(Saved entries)
==============================

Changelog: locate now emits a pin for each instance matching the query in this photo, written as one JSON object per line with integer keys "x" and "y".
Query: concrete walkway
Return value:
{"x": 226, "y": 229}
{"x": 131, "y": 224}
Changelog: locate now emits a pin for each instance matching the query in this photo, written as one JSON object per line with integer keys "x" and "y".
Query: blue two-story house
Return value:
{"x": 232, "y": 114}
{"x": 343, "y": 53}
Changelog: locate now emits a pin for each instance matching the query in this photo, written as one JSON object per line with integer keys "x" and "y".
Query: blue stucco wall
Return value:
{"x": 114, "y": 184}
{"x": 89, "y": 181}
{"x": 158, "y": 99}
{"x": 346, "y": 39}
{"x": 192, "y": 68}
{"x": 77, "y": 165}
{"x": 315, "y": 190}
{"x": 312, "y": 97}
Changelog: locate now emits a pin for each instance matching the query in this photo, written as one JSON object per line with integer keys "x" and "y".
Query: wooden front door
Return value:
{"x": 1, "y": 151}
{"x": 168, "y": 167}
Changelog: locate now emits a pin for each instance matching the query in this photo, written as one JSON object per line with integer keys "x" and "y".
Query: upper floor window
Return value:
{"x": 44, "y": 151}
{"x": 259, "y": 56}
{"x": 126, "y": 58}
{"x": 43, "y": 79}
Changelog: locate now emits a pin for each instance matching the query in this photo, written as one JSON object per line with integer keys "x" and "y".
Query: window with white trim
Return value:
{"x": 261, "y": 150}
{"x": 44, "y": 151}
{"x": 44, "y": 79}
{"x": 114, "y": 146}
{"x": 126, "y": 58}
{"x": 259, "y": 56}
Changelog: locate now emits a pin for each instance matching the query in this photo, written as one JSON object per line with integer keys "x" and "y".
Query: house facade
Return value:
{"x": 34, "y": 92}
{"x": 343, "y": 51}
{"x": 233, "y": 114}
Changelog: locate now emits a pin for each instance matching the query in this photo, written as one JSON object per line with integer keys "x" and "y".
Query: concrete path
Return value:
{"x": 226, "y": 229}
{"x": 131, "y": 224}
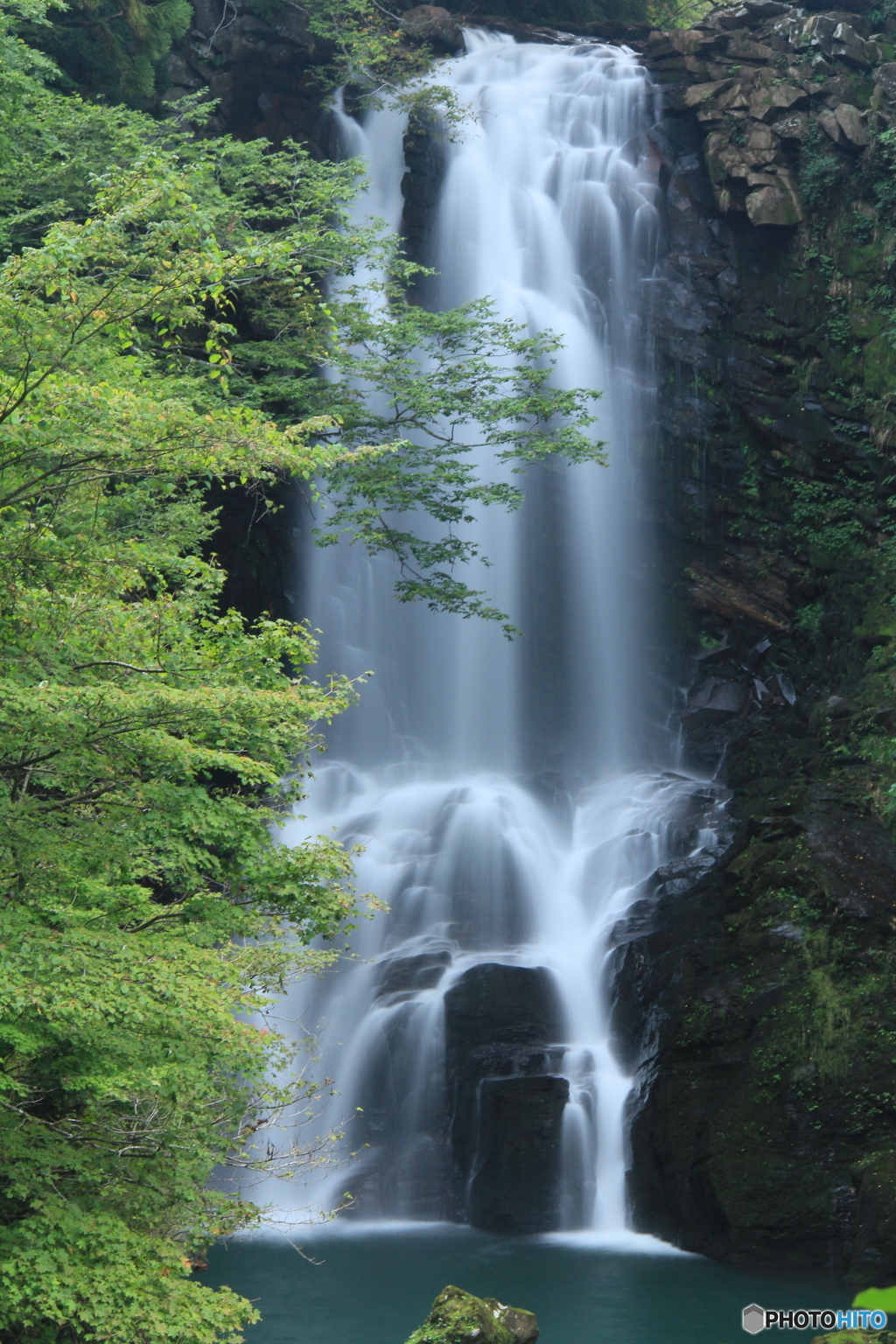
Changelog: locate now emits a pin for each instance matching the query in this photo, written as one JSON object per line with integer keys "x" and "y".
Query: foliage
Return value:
{"x": 820, "y": 170}
{"x": 112, "y": 47}
{"x": 147, "y": 747}
{"x": 163, "y": 324}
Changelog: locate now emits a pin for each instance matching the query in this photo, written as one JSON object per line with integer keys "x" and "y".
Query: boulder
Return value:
{"x": 852, "y": 124}
{"x": 500, "y": 1022}
{"x": 767, "y": 104}
{"x": 458, "y": 1318}
{"x": 848, "y": 46}
{"x": 830, "y": 122}
{"x": 402, "y": 977}
{"x": 774, "y": 203}
{"x": 430, "y": 23}
{"x": 516, "y": 1176}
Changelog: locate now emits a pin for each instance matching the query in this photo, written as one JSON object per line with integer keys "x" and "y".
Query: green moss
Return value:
{"x": 458, "y": 1318}
{"x": 880, "y": 368}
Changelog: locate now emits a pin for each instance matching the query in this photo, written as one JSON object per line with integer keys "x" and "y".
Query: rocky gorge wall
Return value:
{"x": 757, "y": 998}
{"x": 757, "y": 993}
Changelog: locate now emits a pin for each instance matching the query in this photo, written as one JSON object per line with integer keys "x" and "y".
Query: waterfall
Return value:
{"x": 514, "y": 800}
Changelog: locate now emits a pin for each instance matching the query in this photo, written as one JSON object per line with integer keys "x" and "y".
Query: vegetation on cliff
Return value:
{"x": 163, "y": 320}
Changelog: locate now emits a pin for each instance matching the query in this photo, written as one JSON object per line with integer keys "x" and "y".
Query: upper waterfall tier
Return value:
{"x": 547, "y": 207}
{"x": 472, "y": 1042}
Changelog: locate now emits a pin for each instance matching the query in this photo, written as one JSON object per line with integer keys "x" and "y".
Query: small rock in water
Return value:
{"x": 457, "y": 1318}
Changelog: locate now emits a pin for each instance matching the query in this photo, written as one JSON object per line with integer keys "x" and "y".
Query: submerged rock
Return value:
{"x": 457, "y": 1318}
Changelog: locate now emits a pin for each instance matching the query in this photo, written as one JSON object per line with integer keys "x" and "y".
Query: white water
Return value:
{"x": 511, "y": 797}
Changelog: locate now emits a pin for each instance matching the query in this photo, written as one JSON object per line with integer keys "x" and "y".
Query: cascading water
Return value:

==============================

(Task requirements) Write out all the records again, exactly, minus any pictures.

(Answer for this exercise)
Changelog: locate now emits a pin for each instance matching the query in this photo, written as one JSON object per line with integer keys "x" and "y".
Query: concrete walkway
Return value:
{"x": 226, "y": 229}
{"x": 131, "y": 224}
Changelog: locate now emits a pin for each instance matching the query in this photo, written as one JSON object per line with integer keys "x" and "y".
Query: blue two-story house
Return value:
{"x": 232, "y": 114}
{"x": 343, "y": 53}
Changelog: locate now emits a pin for each instance matching the query in this photo, written as one JSON object per line with integer keys "x" and "y".
Query: blue stucco wall
Return value:
{"x": 114, "y": 184}
{"x": 89, "y": 181}
{"x": 158, "y": 99}
{"x": 346, "y": 39}
{"x": 192, "y": 68}
{"x": 77, "y": 165}
{"x": 315, "y": 190}
{"x": 312, "y": 97}
Changelog: locate now emits a pin for each instance matching the query in this photo, written as one JSON object per line with integer keys "x" and "y".
Query: wooden front door
Return value:
{"x": 1, "y": 151}
{"x": 168, "y": 167}
Changelog: locate now emits a pin for each instance matching the query in this photo, written as one JSON object per line with integer keys "x" and "y".
Query: upper floor window
Return value:
{"x": 44, "y": 151}
{"x": 259, "y": 56}
{"x": 126, "y": 58}
{"x": 43, "y": 79}
Changelog: locate now emits a pin for each instance matching the query in this photo, written as one JSON object per line with integer keys "x" and "y".
Query: window with white trim
Return value:
{"x": 261, "y": 150}
{"x": 44, "y": 151}
{"x": 44, "y": 79}
{"x": 114, "y": 146}
{"x": 126, "y": 58}
{"x": 259, "y": 56}
Changelog: locate now emits a pin for each instance matching the query in this photo, written as one JSON object per line with integer keys "x" and "y".
Query: house facade
Return value:
{"x": 34, "y": 92}
{"x": 343, "y": 51}
{"x": 233, "y": 114}
Changelog: locate now emits a pin for each instance matching the query in this photo, written as one JSON object per line with integer keys "x" and "y".
Query: concrete path
Return value:
{"x": 226, "y": 229}
{"x": 131, "y": 224}
Changelog: locate now emits a pin for each instance matching the query in this photo, written as one JSON object per line with integer keys "x" and "y".
Query: foliage
Return value:
{"x": 820, "y": 170}
{"x": 112, "y": 47}
{"x": 147, "y": 747}
{"x": 163, "y": 324}
Changelog: locate now emits a pin for each instance matching the query in this photo, written as one JSON object per line with integer keys "x" and "y".
Query: boulder
Return value:
{"x": 852, "y": 124}
{"x": 500, "y": 1022}
{"x": 767, "y": 104}
{"x": 458, "y": 1318}
{"x": 848, "y": 46}
{"x": 830, "y": 122}
{"x": 402, "y": 977}
{"x": 774, "y": 203}
{"x": 430, "y": 23}
{"x": 516, "y": 1176}
Changelog: locate now emits a pin for each instance matching the query in this photo, written as one JSON object per line with integer keys "x" and "y".
Query: green moss
Return value:
{"x": 458, "y": 1318}
{"x": 880, "y": 368}
Changelog: locate now emits a pin for each instance matching the query in this photo, written as one JSON object per line with integer keys "x" and "y".
Query: rocky gorge wall
Return value:
{"x": 757, "y": 998}
{"x": 757, "y": 993}
Changelog: locate now emits a pin for each instance matching the query in this photo, written as one JSON object per line with integer keys "x" and "y".
Query: waterfall
Return value:
{"x": 514, "y": 800}
Changelog: locate now emits a pin for each instance matching the query in this photo, written as one JSON object per line with integer keys "x" and "y".
Query: vegetation on cliff
Return value:
{"x": 163, "y": 320}
Changelog: locate now emits a pin for each instance matching the query in this photo, written as one JSON object per line with integer keys "x" and "y".
Query: upper waterfall tier
Return value:
{"x": 547, "y": 207}
{"x": 472, "y": 1042}
Changelog: locate now emits a pin for each instance matching the query in this photo, written as one JSON object per line with integer keys "x" and "y".
Query: small rock in water
Return value:
{"x": 457, "y": 1318}
Changelog: locate now emits a pin for each instance matching the query in this photo, written as one JSON object per line with integer keys "x" and "y".
Query: submerged rock
Return value:
{"x": 457, "y": 1318}
Changelog: locate now emits a pin for each instance matching the query in this photo, written as one JSON object per line with integer keys "x" and "y".
Query: white water
Return value:
{"x": 511, "y": 797}
Changelog: locate now emits a pin for each instance matching the query in this photo, written as one JSON object per line with integer keys "x" and "y".
Query: cascading water
Return value:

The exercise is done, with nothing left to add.